#### DIRECTIONS:
Look through the lines below, find those with the word "matching", and copy them.

#### EXERCISE MATERIAL:
= = = = =
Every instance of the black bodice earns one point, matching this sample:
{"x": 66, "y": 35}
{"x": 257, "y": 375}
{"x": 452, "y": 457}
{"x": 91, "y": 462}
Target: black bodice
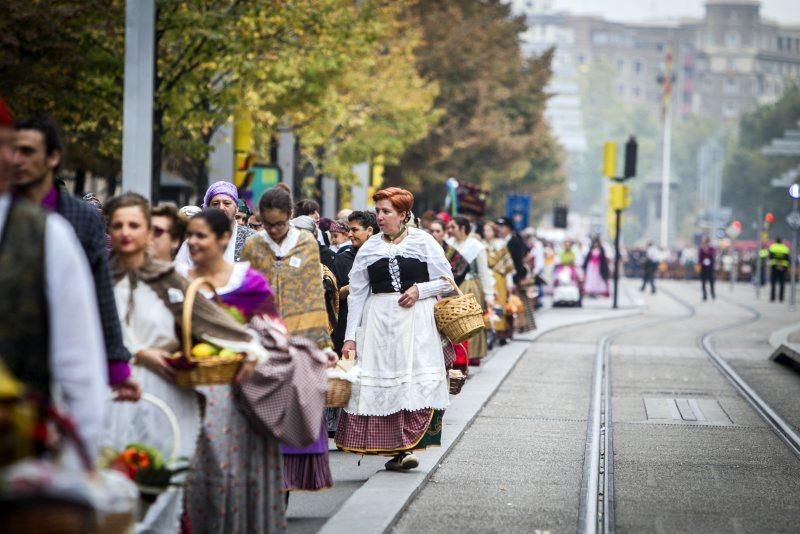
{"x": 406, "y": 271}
= = = = =
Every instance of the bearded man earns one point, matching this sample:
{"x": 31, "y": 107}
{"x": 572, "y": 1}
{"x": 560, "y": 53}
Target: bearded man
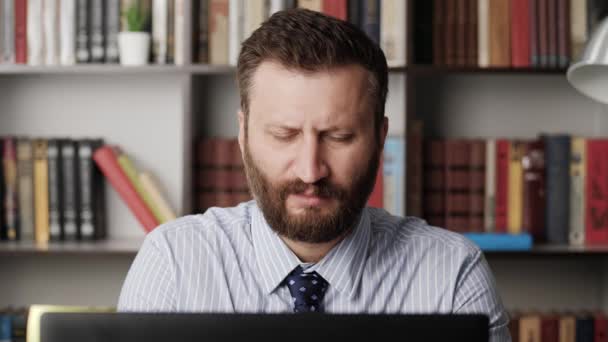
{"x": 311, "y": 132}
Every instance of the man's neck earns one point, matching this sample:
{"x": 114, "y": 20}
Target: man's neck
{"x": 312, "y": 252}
= = = = =
#### RESULT BELOW:
Every instance of the black bodice earns one point, matching this sample:
Every instance of the bearded man earns one point, matching this sample:
Every instance of the man's neck earns one point, matching this sample:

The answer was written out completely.